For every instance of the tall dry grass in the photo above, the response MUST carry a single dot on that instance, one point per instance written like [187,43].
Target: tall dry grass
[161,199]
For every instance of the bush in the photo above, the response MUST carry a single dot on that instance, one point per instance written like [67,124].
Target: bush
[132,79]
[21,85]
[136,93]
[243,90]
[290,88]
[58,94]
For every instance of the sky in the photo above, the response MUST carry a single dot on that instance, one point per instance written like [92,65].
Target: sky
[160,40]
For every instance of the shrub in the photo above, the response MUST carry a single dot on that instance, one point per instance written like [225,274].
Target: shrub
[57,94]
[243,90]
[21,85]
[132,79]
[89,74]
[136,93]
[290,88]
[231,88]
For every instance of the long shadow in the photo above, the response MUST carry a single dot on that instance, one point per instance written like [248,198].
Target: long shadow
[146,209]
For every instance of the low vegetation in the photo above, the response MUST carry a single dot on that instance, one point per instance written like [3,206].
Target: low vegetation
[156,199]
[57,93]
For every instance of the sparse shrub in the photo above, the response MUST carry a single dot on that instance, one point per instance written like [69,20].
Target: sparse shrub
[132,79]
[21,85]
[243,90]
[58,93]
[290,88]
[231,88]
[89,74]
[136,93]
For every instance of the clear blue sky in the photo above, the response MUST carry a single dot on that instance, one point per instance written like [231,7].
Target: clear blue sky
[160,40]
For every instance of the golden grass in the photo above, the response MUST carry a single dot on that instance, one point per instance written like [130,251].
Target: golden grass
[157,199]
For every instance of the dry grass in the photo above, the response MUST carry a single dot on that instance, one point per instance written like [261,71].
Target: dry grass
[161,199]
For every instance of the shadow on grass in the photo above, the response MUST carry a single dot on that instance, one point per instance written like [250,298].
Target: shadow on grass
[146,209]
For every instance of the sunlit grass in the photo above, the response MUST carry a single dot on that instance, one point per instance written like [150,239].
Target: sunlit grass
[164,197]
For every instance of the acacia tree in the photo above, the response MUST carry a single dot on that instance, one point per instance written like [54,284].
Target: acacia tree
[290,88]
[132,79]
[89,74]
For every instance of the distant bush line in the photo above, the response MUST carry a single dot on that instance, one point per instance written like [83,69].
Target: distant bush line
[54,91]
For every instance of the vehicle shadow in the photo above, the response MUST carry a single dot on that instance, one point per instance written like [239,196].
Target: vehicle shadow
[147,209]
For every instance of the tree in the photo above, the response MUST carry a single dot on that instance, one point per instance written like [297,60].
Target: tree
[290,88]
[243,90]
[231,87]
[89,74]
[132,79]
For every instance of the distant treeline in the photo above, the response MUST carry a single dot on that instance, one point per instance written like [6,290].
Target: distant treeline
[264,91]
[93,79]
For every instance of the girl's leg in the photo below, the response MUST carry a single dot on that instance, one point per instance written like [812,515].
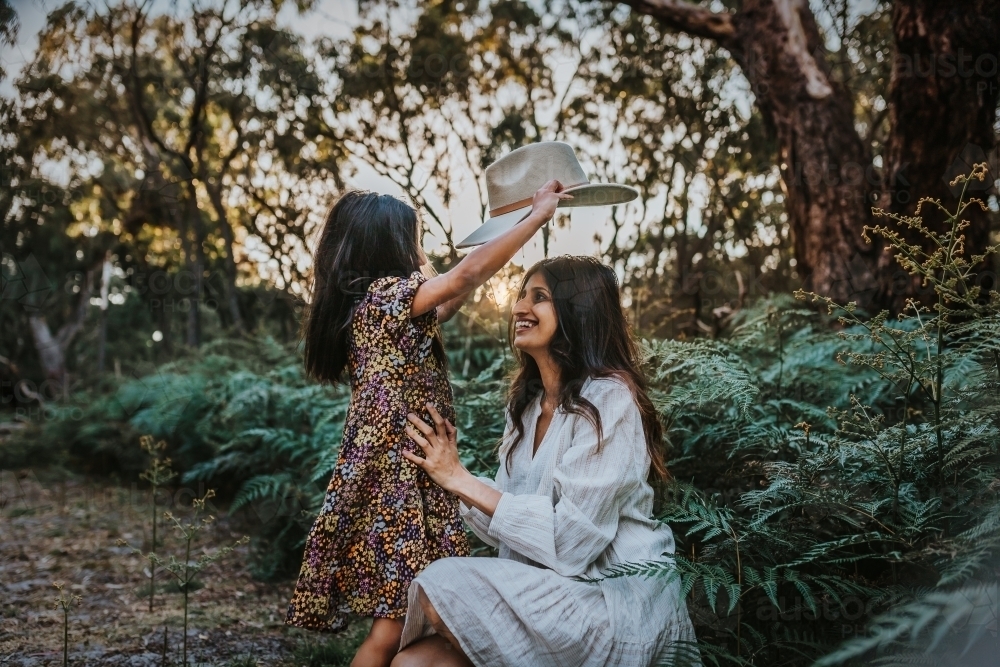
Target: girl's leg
[439,627]
[433,651]
[381,644]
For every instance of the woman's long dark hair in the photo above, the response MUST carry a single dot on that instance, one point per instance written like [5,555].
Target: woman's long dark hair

> YOUR INSTRUCTIONS
Without the pictures, repeat every line of the material above exactly.

> ANSWER TO THIS EXERCISE
For every instance of the tall dry grass in the photo above, the response MUST carry a single dot on that instance, one point per instance written like [187,43].
Target: tall dry grass
[161,199]
For every instance of the bush in the photo above, the response MUST carry a single dot on that instance, one point per instance written like [67,124].
Target: bush
[132,79]
[21,85]
[136,93]
[243,90]
[290,88]
[58,94]
For every instance of the sky in the photo above, the response MUST carry a single dot on that instance, one point per instance written like [92,65].
Target: sky
[160,40]
For every instance of the shrub in the photo above, the response MUST carry a single dot on that instance, one point per instance written like [225,274].
Target: shrub
[57,94]
[243,90]
[21,85]
[132,79]
[89,74]
[136,93]
[290,88]
[231,88]
For every instance of the long shadow in the photo above, the response MUST carry a single dot on that instance, one point per instance written like [248,198].
Target: long shadow
[146,209]
For every instance of the low vegetation in the photo above, the response MUST carry a single dot on that instance, one point per instance written like [3,206].
Target: low vegetation
[156,199]
[57,93]
For every instance of the sparse shrub in the photo above, the response MUST carry a single dot on that instance, one point per instance written like [69,20].
Target: sparse shrub
[132,79]
[21,85]
[243,90]
[58,93]
[290,88]
[231,88]
[89,74]
[136,93]
For every instance of the clear blue sky in the photo above, the response MUST carry a single dot on that instance, one point per instance written like [231,7].
Target: clear blue sky
[160,40]
For every instance of the golden grass in the photo above, the response MUST carry a single dot on that instance, one point per instance written like [130,251].
Target: golden grass
[157,199]
For every instance of the dry grass in the photo above, the response MUST carry a single dot on that instance, one point per instance written like [261,71].
Target: dry grass
[161,199]
For every instance of the shadow on grass in the photo above, the response MUST carry a single dot on that instance, one point per instance written like [250,298].
Target: shadow on grass
[146,209]
For every instance of the sunlit grass in the photo above, the response MUST carry a single dot on that instance, one point per instance written like [150,239].
Target: sunlit grass
[164,197]
For every instance of the acacia tree in the photo above, the response MUST carry a single dot on that instance, one point per instance written like [54,284].
Target: acacia tree
[290,88]
[132,79]
[89,74]
For every instance of the distant bush line in the photo above, the response MUST carry a single dot on that instance, one point per instance written like [83,69].
Target: distant bush line
[54,91]
For every instance of the vehicle shadow in the photo above, the response MUST carry a single dot on that instance, one point per instance written like [239,196].
Target: vehicle shadow
[147,209]
For every instance of the tree in the photo above, the response MUST carry a single dot on that instance, one point per instance written like [297,60].
Target: tree
[290,88]
[243,90]
[231,87]
[89,74]
[132,79]
For every instance of the distant treeline in the photo above, the response MUST carry a single dot on that instance, one point per instance written like [6,290].
Target: distant treeline
[264,91]
[93,79]
For every instance of the girl's leg in the photo below, the response MUST carry a single dot on that instance, one point per instance written like [812,515].
Target: girl's leg
[439,627]
[433,651]
[381,644]
For every instance of the woman's long dark hair in the photo above, the response MUST carry a single dot on that instance, one point per instance written like [5,555].
Target: woman's long dark hair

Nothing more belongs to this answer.